====== ИСХОДНЫЙ ТЕКСТ

А. Ю.: А для меня ужасно трудным оказался самый первый съемочный день, когда я произносила первые реплики. Ведь я не говорила на родном языке несколько дней — вокруг все говорили по-русски, и мы с Вилле по-фински. Кстати, Вилле, как и все финны, совсем не понимает языка саами. И поэтому мне сложно оказалось заговорить… К тому же саами привыкли, что если человек говорит, то его кто-то должен слушать. А на съемках было не до таких мелочей. Мне это казалось странным.
Еще вода в Белом море прохладная — градусов восемь. Босиком, без резиновых чулок идти как-то неуютно… Но шла.

ТАК ГОВОРИЛ РОГОЖКИН

Быть Анни актрисой европейского уровня, и я обижусь, если на каком-нибудь серьезном фестивале Анни-Кристине не дадут приз за лучшую женскую роль.

— Как ты думаешь, такая история могла бы произойти реально?
В. Х.:
Я согласен с Виктором, который как-то сказал, что все можно снять. Нельзя лишь снять то, чего не может быть. Если мы правильно рассказали эту историю — это уже часть истории. Часть войны.

============
====== СОХРАНЁННЫЕ ПОЗИЦИИ

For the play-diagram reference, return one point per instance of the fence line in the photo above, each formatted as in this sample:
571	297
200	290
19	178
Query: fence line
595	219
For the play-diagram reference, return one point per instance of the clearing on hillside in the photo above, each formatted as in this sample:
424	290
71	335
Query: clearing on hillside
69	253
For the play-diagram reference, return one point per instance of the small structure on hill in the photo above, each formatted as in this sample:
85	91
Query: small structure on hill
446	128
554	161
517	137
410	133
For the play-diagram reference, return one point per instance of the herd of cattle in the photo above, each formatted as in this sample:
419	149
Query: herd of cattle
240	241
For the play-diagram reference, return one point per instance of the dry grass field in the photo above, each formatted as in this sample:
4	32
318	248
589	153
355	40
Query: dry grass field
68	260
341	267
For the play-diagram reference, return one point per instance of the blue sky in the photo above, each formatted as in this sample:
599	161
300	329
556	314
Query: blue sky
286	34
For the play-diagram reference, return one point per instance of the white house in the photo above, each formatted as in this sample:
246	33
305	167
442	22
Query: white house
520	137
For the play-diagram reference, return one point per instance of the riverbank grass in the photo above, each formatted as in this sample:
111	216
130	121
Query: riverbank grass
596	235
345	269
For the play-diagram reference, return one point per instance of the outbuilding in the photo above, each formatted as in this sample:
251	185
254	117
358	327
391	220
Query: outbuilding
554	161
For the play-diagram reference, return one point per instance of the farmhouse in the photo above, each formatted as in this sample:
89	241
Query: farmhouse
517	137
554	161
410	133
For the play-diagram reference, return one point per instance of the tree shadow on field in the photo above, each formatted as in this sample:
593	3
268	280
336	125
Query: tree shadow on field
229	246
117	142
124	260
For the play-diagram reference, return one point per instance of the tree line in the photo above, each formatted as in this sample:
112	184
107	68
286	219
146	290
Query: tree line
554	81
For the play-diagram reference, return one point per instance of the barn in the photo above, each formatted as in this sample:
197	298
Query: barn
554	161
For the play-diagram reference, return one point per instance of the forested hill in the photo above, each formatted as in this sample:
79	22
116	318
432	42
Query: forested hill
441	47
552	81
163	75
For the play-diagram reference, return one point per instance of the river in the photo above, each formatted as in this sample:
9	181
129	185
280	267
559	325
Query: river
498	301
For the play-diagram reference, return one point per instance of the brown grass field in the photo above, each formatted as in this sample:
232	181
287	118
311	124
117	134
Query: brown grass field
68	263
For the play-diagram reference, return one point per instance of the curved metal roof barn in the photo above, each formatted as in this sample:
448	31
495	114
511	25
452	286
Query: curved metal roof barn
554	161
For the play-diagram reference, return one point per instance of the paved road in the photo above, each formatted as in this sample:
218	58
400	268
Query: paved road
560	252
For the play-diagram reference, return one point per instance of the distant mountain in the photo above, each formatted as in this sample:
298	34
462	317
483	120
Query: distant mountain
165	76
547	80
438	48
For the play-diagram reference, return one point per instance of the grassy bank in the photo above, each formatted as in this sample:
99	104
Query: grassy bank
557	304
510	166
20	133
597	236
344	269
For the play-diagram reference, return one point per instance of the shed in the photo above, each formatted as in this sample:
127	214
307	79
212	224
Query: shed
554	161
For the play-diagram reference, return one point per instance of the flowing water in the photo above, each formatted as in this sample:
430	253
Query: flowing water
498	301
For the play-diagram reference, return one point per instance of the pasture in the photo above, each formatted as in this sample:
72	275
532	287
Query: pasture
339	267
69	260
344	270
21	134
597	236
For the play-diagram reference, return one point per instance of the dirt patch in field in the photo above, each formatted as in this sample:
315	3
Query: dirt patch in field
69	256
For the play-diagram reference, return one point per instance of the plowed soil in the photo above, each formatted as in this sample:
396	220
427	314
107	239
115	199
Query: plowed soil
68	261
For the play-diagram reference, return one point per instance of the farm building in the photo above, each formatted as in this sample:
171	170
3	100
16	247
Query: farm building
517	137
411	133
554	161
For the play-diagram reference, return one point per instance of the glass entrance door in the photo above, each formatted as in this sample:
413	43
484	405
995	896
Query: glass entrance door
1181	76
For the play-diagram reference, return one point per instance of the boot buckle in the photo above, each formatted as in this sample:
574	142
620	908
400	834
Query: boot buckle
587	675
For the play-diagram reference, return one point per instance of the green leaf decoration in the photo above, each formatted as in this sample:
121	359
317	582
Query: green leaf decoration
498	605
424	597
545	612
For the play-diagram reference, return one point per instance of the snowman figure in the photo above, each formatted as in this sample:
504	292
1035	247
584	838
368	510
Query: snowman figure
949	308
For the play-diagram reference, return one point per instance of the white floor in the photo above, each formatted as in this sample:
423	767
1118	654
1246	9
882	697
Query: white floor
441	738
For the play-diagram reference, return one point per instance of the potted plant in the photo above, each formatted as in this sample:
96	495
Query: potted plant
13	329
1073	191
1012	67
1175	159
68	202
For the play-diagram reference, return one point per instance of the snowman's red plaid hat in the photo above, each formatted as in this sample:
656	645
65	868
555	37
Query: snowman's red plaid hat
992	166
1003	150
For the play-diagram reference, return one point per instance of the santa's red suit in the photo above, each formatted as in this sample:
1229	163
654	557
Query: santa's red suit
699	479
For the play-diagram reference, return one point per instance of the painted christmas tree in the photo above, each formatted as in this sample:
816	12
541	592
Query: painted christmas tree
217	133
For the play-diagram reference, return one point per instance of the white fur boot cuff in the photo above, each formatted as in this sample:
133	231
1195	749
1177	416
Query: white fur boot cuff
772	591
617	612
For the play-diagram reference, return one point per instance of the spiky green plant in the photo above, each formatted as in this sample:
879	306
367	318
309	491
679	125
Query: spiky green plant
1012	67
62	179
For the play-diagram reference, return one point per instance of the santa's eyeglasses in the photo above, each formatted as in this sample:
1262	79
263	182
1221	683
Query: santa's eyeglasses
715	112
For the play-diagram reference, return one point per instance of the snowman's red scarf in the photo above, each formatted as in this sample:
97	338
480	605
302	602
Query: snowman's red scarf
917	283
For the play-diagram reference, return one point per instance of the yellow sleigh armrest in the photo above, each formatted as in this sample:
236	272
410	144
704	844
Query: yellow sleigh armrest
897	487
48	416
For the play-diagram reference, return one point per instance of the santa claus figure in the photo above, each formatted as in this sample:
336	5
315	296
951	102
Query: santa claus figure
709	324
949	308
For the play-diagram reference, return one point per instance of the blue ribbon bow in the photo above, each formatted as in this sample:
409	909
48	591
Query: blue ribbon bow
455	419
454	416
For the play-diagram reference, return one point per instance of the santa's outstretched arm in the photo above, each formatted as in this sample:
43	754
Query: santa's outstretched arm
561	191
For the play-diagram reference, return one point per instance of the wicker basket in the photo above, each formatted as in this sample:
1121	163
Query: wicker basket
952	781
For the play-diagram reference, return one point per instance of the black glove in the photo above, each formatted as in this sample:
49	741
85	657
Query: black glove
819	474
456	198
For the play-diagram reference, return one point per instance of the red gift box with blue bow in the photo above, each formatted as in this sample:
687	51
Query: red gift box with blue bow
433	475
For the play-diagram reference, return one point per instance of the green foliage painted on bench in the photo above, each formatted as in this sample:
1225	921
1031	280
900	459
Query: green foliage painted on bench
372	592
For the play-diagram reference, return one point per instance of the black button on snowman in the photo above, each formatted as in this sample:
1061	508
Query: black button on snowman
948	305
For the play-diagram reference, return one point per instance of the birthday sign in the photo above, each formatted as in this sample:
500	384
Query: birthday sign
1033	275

============

- ЗАДАНИЯ
1 > Ответьте по интервью о съёмках на следующие вопросы:
(a) На каком языке, по словам А. Ю., она говорила с Вилле?
(b) Какой была температура воды в Белом море?
(c) С кем соглашается В. Х.?
2 > Дословно продублируйте фрагмент интервью о съёмках от слов «Еще вода в Белом» вплоть до слов «истории. Часть войны.» включительно.
3 > Допишите следующую часть интервью о съёмках, начав сразу после его последнего предложения.
Позиции никак не связаны с интервью о съёмках.

- ОТВЕТЫ К ЗАДАНИЯМ
1 >
(a) По-фински.
(b) Около восьми градусов.
(c) С Виктором, который как-то сказал, что всё можно снять.

2 >
Еще вода в Белом море прохладная — градусов восемь. Босиком, без резиновых чулок идти как-то неуютно… Но шла.

ТАК ГОВОРИЛ РОГОЖКИН

Быть Анни актрисой европейского уровня, и я обижусь, если на каком-нибудь серьезном фестивале Анни-Кристине не дадут приз за лучшую женскую роль.

— Как ты думаешь, такая история могла бы произойти реально?
В. Х.:
Я согласен с Виктором, который как-то сказал, что все можно снять. Нельзя лишь снять то, чего не может быть. Если мы правильно рассказали эту историю — это уже часть истории. Часть войны.

3 >
СЕРИЯ ШЕСТАЯ.
РОГОЖКИН FOREVER

 — Ребята, а вам не кажется, что вы стали как бы крепостными артистами Рогожкина?
В. Х.:
Я могу понять ход твоей мысли. Но это все сложно. Мы же снимаемся не только у него. Но слава богу, что он нас часто приглашает.
— Вас это устраивает?
В. Х.:
Конечно. Потому что актеру всегда легче работать с режиссером, которого уже знаешь. Конечно, мы работаем с разными режиссерами. Но с Рогожкиным все гораздо проще.
— Как именно?
В. Б.:
Он настоящий мужчина, и поэтому чувствует ответственность за то, что родил… Он по большому счету для нас родитель. Это знаем и мы, и он. Мы можем ходить на вольных хлебах, но когда он зовет нас — не встает вопрос оплаты. Там другие вещи играют роль.
— Неужто не интересуетесь гонораром? Что-то не верится…
В. Б.:
У него — нет. Вот ты интересуешься, когда едешь к родителям, сколько потратишь?
— Вроде нет.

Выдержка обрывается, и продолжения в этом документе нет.